== 本文 ==
┌──
そう、一番大切なのは経験と勘。何度も何度も繰り返して作ることと、五感を働かせながら作ること。プロのレベルに達するためにはこの2つを抜きにしては語れないようです。
他にも、毎回生地の状態を見ながらパンチの回数や強さを変えたり、クープの入れる時のこつなど、プロならではのアドバイスもたくさんいただきました。

バゲット、バタール、エピ、シャンピニオン・・・バゲット生地で色々なタイプを作成 大きなシーターを使って一気に窯へ
大きくて長いスコップを使ってパンを取り出します 焼き立てのバタールはその場で食べるのが一番!


また、テクニックの面だけではなく、山本シェフには自身のパン哲学についても語っていただきました。

「1日に350種類のパンを揃えるために、35種類もの生地を仕込んでいます。出勤するのは午前1時頃、確かにハードな仕事かもしれません。でも、ハード系から菓子パン、惣菜パンに至るまでたくさんのものを用意すれば、子供からお年よりまで、女性も男性も誰でも食べることができるでしょう。誰が買いに来ても好みのパンがある、そんな店を目指しているんです」

山本シェフはクロワッサンを用意してきてくれました! クロワッサンはスペイン式の石窯で焼成 見るからにおいしそうな焼き色!!!


驚くほどたくさんのレパートリーを持つ山本シェフですが、意外にも力を入れているのは食パンやバゲット、クロワッサンなどのシンプルなものなのだとか。それには明確な理由があります。
└──
データセットの記録:
┌──
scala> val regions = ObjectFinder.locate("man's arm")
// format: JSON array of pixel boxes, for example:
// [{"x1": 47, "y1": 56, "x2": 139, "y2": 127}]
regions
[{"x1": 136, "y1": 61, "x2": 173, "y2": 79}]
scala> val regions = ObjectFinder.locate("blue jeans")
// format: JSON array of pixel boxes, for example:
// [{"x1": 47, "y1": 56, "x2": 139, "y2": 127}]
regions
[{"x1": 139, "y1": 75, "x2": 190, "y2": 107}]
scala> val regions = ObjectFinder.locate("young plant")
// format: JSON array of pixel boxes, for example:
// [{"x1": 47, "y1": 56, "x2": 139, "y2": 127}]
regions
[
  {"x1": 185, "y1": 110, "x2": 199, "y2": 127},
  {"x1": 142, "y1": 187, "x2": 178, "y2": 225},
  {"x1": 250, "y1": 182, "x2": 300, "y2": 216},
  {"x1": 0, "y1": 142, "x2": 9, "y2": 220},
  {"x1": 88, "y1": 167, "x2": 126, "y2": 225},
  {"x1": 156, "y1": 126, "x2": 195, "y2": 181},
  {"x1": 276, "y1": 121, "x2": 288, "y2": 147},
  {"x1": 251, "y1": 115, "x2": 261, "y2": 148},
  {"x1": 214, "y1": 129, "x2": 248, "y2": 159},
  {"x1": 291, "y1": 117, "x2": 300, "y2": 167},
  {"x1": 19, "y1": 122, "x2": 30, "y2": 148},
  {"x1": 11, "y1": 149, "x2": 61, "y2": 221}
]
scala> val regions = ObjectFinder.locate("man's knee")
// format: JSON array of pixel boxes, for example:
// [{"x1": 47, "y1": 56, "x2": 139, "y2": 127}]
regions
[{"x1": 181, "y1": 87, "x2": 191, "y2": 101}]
└──
== 設問 ==
本文によると、山本シェフは1日に350種類のパンを揃えるために、何種類の生地を仕込んでいますか。

== 解答 ==
35種類の生地を仕込んでいます。